→ Pointing dataset excerpts

══════════

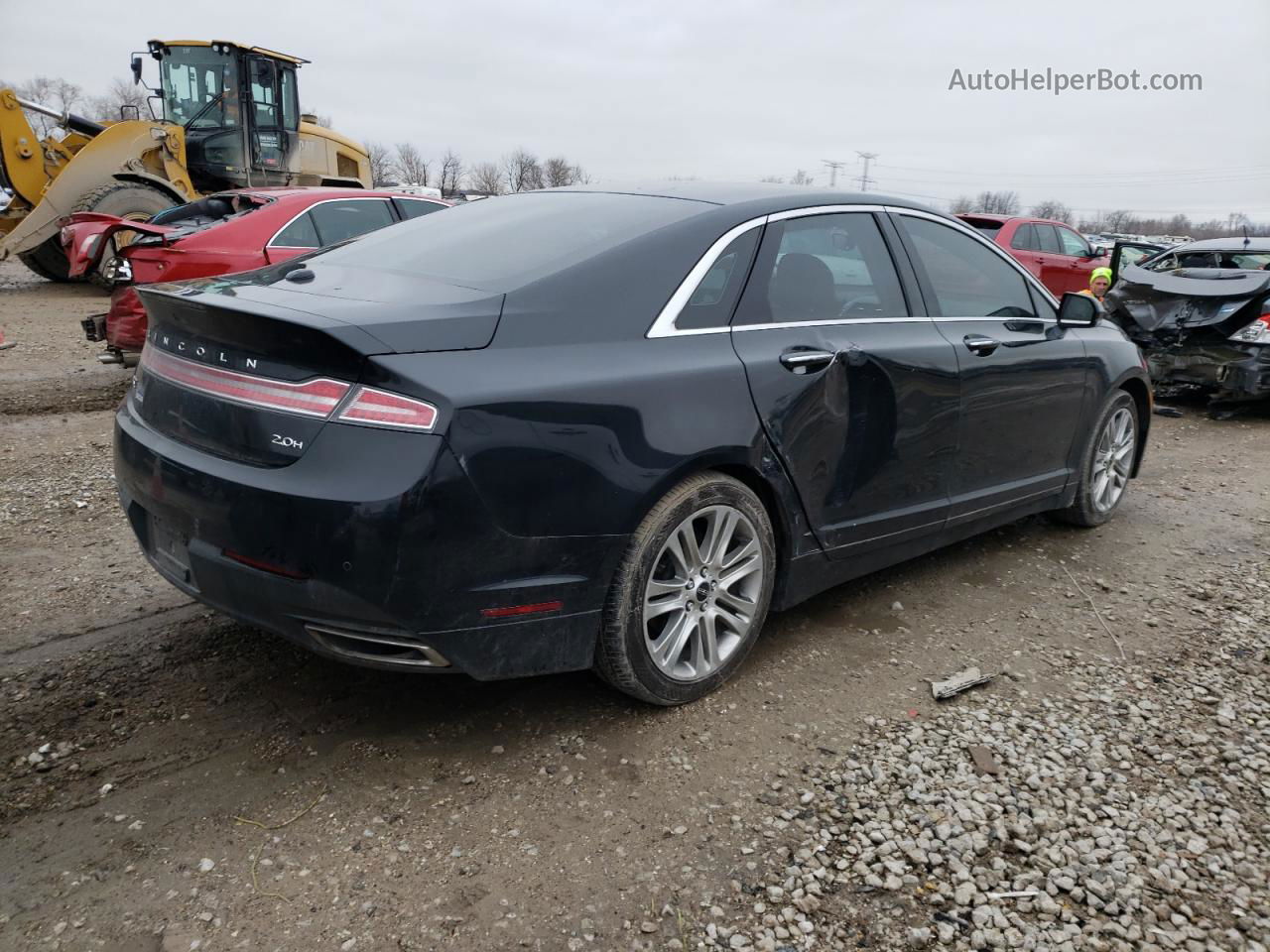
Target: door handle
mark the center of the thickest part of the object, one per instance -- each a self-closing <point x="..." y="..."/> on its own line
<point x="807" y="361"/>
<point x="979" y="344"/>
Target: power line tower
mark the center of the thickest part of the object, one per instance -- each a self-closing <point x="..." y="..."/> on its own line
<point x="864" y="177"/>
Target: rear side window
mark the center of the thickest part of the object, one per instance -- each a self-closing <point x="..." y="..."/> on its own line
<point x="715" y="298"/>
<point x="503" y="243"/>
<point x="416" y="207"/>
<point x="1025" y="239"/>
<point x="968" y="280"/>
<point x="339" y="221"/>
<point x="822" y="268"/>
<point x="1046" y="239"/>
<point x="299" y="234"/>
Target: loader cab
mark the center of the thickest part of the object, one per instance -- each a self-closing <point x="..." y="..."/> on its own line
<point x="240" y="111"/>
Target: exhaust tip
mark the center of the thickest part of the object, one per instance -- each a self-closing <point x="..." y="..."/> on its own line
<point x="375" y="647"/>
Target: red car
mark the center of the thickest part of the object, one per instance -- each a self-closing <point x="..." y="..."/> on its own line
<point x="1058" y="255"/>
<point x="230" y="231"/>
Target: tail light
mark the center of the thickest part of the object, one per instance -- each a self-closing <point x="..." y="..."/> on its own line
<point x="316" y="398"/>
<point x="1257" y="331"/>
<point x="382" y="409"/>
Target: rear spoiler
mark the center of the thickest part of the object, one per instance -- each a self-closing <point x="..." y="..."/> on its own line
<point x="86" y="234"/>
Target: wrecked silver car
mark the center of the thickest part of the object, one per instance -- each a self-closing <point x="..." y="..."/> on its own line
<point x="1201" y="312"/>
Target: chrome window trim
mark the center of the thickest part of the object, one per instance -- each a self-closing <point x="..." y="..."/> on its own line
<point x="309" y="208"/>
<point x="665" y="324"/>
<point x="961" y="226"/>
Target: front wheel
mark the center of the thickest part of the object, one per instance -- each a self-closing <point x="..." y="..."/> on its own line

══════════

Copy every one of the records above line for line without changing anything, but leave out the pictures.

→ Result below
Target: door handle
mark the center of the thickest part of the object, one per instance -- each a self-closing <point x="..." y="..."/> on its own line
<point x="807" y="361"/>
<point x="979" y="344"/>
Target: power line tower
mark the center of the thickest part of the object, one per instance -- each a self-closing <point x="..." y="..."/> on its own line
<point x="864" y="177"/>
Target: rear side window
mark the center of the thickest part of the object, one per instance -- each a self-closing <point x="..." y="..."/> on its own line
<point x="715" y="298"/>
<point x="503" y="243"/>
<point x="416" y="207"/>
<point x="1025" y="239"/>
<point x="968" y="280"/>
<point x="339" y="221"/>
<point x="822" y="268"/>
<point x="1046" y="239"/>
<point x="299" y="234"/>
Target: loader cab
mark the center of the thickest part of the object, one per instance -- each a self-closing <point x="..." y="..."/> on its own line
<point x="240" y="111"/>
Target: exhaust tip
mark the center of the thickest part of the object, one per instance -- each a self-closing <point x="..." y="..."/> on its own line
<point x="375" y="647"/>
Target: red car
mark the center of the thickest part of the object, one per instance -- each a self-closing <point x="..." y="..."/> on its own line
<point x="1058" y="255"/>
<point x="230" y="231"/>
Target: tail light
mark the center of the thickest part of the object, one per instance -- each a self-closing <point x="..." y="..."/> on its own line
<point x="316" y="398"/>
<point x="1257" y="331"/>
<point x="382" y="409"/>
Target: rear spoiler
mark the center of the thickest part of the object, one per instance -- each a self-closing <point x="..." y="..."/> on its own line
<point x="86" y="234"/>
Target: wrecked silver car
mark the center of the thickest part of the object, one per instance -- each a self-closing <point x="..." y="..."/> on its own line
<point x="1201" y="312"/>
Target: chrome window trim
mark the center of the thickest part of the object, one per instance -- each a self-closing <point x="..." y="..."/> on its own line
<point x="309" y="208"/>
<point x="665" y="324"/>
<point x="961" y="226"/>
Target: front wheel
mark the center of the thickest part of the object, one per instance -- each a self-closing <point x="..." y="..."/> on its own line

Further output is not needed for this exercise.